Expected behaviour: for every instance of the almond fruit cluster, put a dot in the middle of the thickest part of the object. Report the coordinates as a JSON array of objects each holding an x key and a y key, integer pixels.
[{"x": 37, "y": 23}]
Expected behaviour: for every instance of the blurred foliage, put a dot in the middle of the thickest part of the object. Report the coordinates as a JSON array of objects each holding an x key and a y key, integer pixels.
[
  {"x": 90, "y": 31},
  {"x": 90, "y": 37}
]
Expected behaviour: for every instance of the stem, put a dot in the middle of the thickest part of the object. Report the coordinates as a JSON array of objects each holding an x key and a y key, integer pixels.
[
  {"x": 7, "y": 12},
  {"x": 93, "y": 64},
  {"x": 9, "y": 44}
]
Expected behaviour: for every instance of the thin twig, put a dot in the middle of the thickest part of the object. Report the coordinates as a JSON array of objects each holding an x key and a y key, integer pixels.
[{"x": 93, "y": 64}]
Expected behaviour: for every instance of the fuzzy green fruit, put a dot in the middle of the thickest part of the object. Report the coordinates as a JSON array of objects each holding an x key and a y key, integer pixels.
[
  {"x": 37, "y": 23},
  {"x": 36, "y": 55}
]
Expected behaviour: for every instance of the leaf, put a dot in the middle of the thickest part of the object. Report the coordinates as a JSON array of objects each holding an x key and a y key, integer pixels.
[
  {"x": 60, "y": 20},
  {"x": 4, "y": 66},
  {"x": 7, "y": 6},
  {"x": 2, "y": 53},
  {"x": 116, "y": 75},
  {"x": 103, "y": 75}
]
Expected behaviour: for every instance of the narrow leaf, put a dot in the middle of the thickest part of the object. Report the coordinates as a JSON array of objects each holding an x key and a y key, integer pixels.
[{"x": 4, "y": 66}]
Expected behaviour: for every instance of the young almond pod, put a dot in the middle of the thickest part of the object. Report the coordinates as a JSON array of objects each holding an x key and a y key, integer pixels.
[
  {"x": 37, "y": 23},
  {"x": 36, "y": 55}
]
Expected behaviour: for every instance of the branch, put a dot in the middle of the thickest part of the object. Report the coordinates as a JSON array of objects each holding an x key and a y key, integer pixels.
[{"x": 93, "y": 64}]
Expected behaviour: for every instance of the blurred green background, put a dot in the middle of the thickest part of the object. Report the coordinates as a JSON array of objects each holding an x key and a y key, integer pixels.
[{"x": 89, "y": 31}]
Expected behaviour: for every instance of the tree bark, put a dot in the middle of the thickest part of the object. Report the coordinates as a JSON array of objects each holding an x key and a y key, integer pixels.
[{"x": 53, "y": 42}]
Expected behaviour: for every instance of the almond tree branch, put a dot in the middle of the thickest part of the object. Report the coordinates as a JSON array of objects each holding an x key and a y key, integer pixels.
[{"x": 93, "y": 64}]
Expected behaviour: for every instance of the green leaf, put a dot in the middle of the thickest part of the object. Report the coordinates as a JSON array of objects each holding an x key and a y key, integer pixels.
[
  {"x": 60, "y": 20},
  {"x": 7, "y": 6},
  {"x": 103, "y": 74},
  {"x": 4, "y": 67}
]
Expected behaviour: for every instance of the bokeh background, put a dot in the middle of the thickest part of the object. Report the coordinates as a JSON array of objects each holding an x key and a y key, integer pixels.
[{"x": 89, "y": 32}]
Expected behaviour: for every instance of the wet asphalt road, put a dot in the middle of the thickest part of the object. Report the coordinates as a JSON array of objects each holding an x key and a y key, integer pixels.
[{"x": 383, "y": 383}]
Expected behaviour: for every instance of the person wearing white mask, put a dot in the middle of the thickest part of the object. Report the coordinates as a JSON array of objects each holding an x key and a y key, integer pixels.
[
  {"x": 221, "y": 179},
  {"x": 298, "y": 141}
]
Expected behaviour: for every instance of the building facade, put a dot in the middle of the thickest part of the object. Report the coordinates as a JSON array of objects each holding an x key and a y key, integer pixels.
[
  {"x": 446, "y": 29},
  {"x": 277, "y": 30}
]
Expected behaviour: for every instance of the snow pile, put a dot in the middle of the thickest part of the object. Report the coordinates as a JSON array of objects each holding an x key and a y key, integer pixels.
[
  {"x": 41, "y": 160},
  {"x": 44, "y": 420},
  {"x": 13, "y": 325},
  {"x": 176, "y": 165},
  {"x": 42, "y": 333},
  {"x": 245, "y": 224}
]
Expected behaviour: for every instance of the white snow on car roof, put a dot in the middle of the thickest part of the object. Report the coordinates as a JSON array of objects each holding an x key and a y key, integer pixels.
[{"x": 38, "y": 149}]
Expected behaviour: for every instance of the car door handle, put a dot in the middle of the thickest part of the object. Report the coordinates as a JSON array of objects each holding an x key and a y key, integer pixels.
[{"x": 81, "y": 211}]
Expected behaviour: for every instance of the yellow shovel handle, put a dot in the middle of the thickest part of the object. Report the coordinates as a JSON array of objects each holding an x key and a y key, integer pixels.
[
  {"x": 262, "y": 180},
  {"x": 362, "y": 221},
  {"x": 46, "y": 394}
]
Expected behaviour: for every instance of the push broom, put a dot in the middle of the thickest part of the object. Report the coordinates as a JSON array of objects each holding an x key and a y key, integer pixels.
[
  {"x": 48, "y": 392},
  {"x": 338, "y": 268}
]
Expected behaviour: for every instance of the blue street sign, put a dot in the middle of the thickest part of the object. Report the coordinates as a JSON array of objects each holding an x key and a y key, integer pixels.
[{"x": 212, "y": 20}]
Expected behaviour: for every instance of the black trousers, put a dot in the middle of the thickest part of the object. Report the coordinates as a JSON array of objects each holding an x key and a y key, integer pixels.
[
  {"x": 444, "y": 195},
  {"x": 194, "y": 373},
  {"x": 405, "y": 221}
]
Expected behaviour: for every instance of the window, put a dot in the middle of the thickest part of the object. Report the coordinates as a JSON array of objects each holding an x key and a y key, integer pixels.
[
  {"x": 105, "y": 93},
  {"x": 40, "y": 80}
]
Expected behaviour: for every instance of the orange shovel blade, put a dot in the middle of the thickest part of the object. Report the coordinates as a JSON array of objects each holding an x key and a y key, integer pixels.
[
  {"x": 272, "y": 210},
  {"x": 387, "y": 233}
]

* Exercise: Extract the complete data, matching each line exactly.

* Expected answer:
Expected behaviour: for every instance of the almond fruit cluster, put a dot in the middle of the thickest part of the object. Report the coordinates as a JSON array of objects each holding an x key and a y key, integer pixels.
[{"x": 37, "y": 23}]
Expected behaviour: for every instance of the blurred foliage, put a dot in the middle of the thickest part of the object. Report the coordinates as a JSON array of objects each holding an x key and a y key, integer pixels.
[
  {"x": 90, "y": 31},
  {"x": 90, "y": 37}
]
Expected behaviour: for every instance of the stem, put a dot in the middle of the thickest part of the object. Report the coordinates as a JSON array of objects each holding an x key and a y key, integer pixels.
[
  {"x": 7, "y": 12},
  {"x": 93, "y": 64},
  {"x": 9, "y": 44}
]
Expected behaviour: for every instance of the thin twig, put a dot in the middle of the thickest part of the object. Report the coordinates as a JSON array of objects each holding an x key and a y key, integer pixels.
[{"x": 93, "y": 64}]
Expected behaviour: for every instance of the fuzzy green fruit, put a dot in the middle of the thickest part of the object. Report the coordinates as a JSON array of objects each holding an x key and a y key, integer pixels.
[
  {"x": 37, "y": 23},
  {"x": 36, "y": 55}
]
Expected behaviour: for every instance of the leaf, put a dot in the middle of the thickest part of the object. Report the coordinates as a JSON array of objects each holding an x key and a y key, integer pixels.
[
  {"x": 60, "y": 20},
  {"x": 4, "y": 66},
  {"x": 7, "y": 6},
  {"x": 2, "y": 53},
  {"x": 116, "y": 75},
  {"x": 103, "y": 75}
]
Expected behaviour: for every instance of the narrow leaf, put a dot in the middle of the thickest part of the object. Report the coordinates as a JSON array of objects each holding an x key and a y key, integer pixels.
[{"x": 4, "y": 66}]
Expected behaviour: for every instance of the young almond pod, put a dot in the middle of the thickest part of the object. Report the coordinates as a JSON array of objects each holding an x key and a y key, integer pixels.
[
  {"x": 37, "y": 23},
  {"x": 36, "y": 55}
]
Expected behaviour: for every instance of the branch, put a dot in the middle of the thickest part of the object. Report the coordinates as a JSON array of objects each holding an x key and a y key, integer pixels.
[{"x": 93, "y": 64}]
Expected behaviour: for every instance of the blurred green background, put a dot in the middle of the thickest part of the object. Report the coordinates as a JSON array of objects each holding an x key and a y key, integer pixels.
[{"x": 89, "y": 31}]
Expected behaviour: for every instance of the tree bark, put a dot in the middle of the thickest part of the object. Report the coordinates as a JSON array of objects each holding an x key and a y key, integer pixels.
[{"x": 53, "y": 42}]
Expected behaviour: for every instance of the almond tree branch, put a dot in the middle of the thickest part of the object. Report the coordinates as a JSON array of objects each holding an x key and a y key, integer pixels.
[{"x": 93, "y": 64}]
Expected behaviour: for every instance of the green leaf, put a dot in the middle of the thickest part of the object. Report the coordinates as a JSON array of objects each holding an x key and a y key, integer pixels.
[
  {"x": 60, "y": 20},
  {"x": 7, "y": 6},
  {"x": 103, "y": 74},
  {"x": 4, "y": 67}
]
Expected behaviour: for every instance of the bokeh background, put a dot in the middle of the thickest part of the object. Report the coordinates as a JSON array of objects each holding an x key and a y key, integer pixels.
[{"x": 89, "y": 32}]
Expected behaviour: for every instance of the wet asphalt road, put a dot in the middle of the thickest part of the object. Report the coordinates as a JSON array of objects each holding an x key and a y key, integer pixels.
[{"x": 383, "y": 383}]
Expected behaviour: for every instance of the person wearing white mask, put a dot in the middle of the thickest part of the object. Report the coordinates as a JSON array of objects each holding an x key and a y key, integer pixels.
[
  {"x": 221, "y": 179},
  {"x": 298, "y": 141}
]
Expected behaviour: for every instance of the building facade, put a dot in the middle of the thickest part of the object. Report the coordinates as a JSON array of objects each holding an x key and a y key, integer pixels.
[
  {"x": 446, "y": 29},
  {"x": 277, "y": 30}
]
Expected behaviour: for every instance of the snow pile, put a dot in the middle of the thickest part of the object. Report the coordinates as a JSON array of objects each holding an x key and a y key, integer pixels.
[
  {"x": 41, "y": 160},
  {"x": 44, "y": 420},
  {"x": 13, "y": 325},
  {"x": 176, "y": 165},
  {"x": 42, "y": 333},
  {"x": 245, "y": 224}
]
Expected behaviour: for every instance of the white snow on car roof, put a dot in the middle of the thickest part of the object. Report the coordinates as a JSON array of objects each holding an x key and a y key, integer pixels.
[{"x": 38, "y": 149}]
Expected behaviour: for every instance of the car door handle, put a dot in the middle of the thickest part of the object. Report the coordinates as a JSON array of objects each holding an x key and a y key, integer pixels.
[{"x": 81, "y": 211}]
Expected behaviour: for every instance of the yellow shovel handle, put a dot in the middle of the thickest part of the object. Report the coordinates as a JSON array of objects each holding an x key and a y key, integer pixels.
[
  {"x": 262, "y": 180},
  {"x": 362, "y": 221},
  {"x": 46, "y": 394}
]
Expected behaviour: for every instance of the push broom, put a dot in the middle of the thickest part of the object. Report the coordinates as a JSON array of objects each holding an x key and a y key, integer pixels.
[
  {"x": 48, "y": 392},
  {"x": 338, "y": 268}
]
Expected behaviour: for every instance of the blue street sign, put a dot in the middle of the thickest part of the object. Report the coordinates as a JSON array of objects each holding an x key and a y key, integer pixels.
[{"x": 212, "y": 20}]
Expected behaviour: for every instance of the black trousers, put a dot in the middle of the thickest part of the object. Report the coordinates as a JSON array of objects each holding an x key and a y key, integer pixels.
[
  {"x": 444, "y": 195},
  {"x": 194, "y": 373},
  {"x": 405, "y": 221}
]
Expected behaviour: for every instance of the window, put a dot in the middle of the thickest part of the object. Report the coordinates as a JSON array of objects each holding an x key and a y key, integer pixels.
[
  {"x": 105, "y": 93},
  {"x": 40, "y": 80}
]
Expected behaviour: for every instance of the orange shovel blade, put a dot in the middle of the thickest part of the object. Report the coordinates as a JSON array of objects each holding an x key and a y key, integer pixels.
[
  {"x": 272, "y": 210},
  {"x": 387, "y": 233}
]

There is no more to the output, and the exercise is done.